Exercise brief
Produce a character-for-character copy of the data below.

Items listed in a dataset:
BEGIN

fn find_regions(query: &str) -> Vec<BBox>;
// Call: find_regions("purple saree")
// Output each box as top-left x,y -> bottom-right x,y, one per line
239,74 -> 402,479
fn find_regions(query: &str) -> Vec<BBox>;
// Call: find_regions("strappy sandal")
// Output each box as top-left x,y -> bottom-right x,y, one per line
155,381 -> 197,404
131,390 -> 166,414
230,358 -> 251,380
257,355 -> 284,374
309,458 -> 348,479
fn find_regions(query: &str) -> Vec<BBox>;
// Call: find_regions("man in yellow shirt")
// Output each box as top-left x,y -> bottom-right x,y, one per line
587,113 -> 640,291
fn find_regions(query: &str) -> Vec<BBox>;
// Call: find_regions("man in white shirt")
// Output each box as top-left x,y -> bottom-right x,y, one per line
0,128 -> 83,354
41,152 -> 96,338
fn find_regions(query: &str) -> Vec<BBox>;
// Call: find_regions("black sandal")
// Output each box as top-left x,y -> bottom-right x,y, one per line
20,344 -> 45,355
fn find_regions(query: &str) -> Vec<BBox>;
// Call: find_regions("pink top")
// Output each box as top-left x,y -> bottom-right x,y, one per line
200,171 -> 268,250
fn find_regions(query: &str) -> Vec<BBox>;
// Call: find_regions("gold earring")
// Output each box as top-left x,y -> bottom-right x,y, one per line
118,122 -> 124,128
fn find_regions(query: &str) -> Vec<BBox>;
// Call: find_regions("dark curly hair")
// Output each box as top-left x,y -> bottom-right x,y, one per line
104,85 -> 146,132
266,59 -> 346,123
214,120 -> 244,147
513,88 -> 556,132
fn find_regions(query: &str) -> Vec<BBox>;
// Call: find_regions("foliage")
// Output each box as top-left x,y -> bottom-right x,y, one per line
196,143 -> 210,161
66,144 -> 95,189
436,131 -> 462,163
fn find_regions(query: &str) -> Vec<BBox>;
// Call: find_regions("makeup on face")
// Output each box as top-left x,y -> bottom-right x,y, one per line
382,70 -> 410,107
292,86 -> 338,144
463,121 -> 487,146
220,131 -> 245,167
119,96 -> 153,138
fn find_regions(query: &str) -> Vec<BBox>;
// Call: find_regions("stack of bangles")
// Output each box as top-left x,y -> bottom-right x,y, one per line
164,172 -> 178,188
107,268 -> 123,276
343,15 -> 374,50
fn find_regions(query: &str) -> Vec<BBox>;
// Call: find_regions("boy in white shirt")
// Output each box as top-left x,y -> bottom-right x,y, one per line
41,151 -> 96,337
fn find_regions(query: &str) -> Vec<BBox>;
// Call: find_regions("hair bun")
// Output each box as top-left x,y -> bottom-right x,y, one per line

END

Answer section
fn find_regions(query: &str) -> Vec<BBox>;
// Call: find_regions("purple saree")
// Output each box as top-left x,y -> bottom-right x,y, one per line
239,74 -> 402,479
fn find_regions(query: &str) -> Vec<BBox>;
// Call: find_regions("strappy sandal")
// Output each box as top-left x,y -> bottom-right x,y, one per line
155,381 -> 197,404
131,390 -> 166,414
230,358 -> 251,380
257,355 -> 284,374
309,458 -> 348,479
fn find_regions(query: &str) -> Vec<BBox>;
// Call: find_regions("man in yellow shirt")
// Output each box as top-left x,y -> bottom-right x,y, one per line
587,113 -> 640,291
fn find_regions(query: &str) -> Vec<BBox>;
// Call: find_regions("man in white shirt")
// Output each box as top-left x,y -> bottom-right x,y, one per line
0,128 -> 83,354
41,152 -> 96,338
fn find_regions(query: &str) -> Vec<BBox>;
// Call: find_regions("black sandal")
// Output each box as top-left x,y -> bottom-right x,y, one per line
20,344 -> 45,355
fn find_regions(query: &str) -> Vec<BBox>;
// Call: find_regions("pink top")
// Output each box as top-left x,y -> bottom-right x,y, one per line
200,171 -> 268,250
fn find_regions(query: &str) -> Vec<BBox>;
// Call: find_regions("gold earring")
// Output each box as top-left x,y -> bottom-right x,y, one per line
118,122 -> 124,128
fn find_regions(query: &str) -> Vec<BBox>;
// Call: find_regions("dark curly hair")
// Output each box as top-left x,y -> bottom-right x,y, one per line
104,85 -> 146,132
266,59 -> 346,123
214,120 -> 244,147
513,88 -> 556,132
fn find_regions(query: &str) -> Vec<BBox>;
// Call: find_regions("foliage")
// Output each box as top-left x,y -> bottom-right x,y, one per line
196,143 -> 210,161
66,144 -> 95,189
436,131 -> 462,163
fn find_regions(query: &str) -> Vec<BBox>;
// Call: find_regions("makeup on face")
// Output each box as top-left x,y -> bottom-right x,y, one per line
382,70 -> 410,107
292,86 -> 338,144
463,121 -> 487,146
220,131 -> 245,167
119,96 -> 153,138
fn find_regions(query: &str) -> Vec<BBox>;
// Call: find_regions("stack of bangles")
// Output each box as top-left x,y -> bottom-right x,y, one per line
164,172 -> 178,188
107,268 -> 123,276
343,15 -> 374,50
fn find_regions(query: &str) -> Vec<BBox>;
// Call: find_regions("boy in white shirt")
// Output each box as top-left x,y -> bottom-right x,y, one per line
41,151 -> 96,337
fn find_regions(query: &str) -> Vec<BBox>;
// Call: find_regions("hair bun")
// Output each box as top-left x,y -> bottom-right x,y, one per line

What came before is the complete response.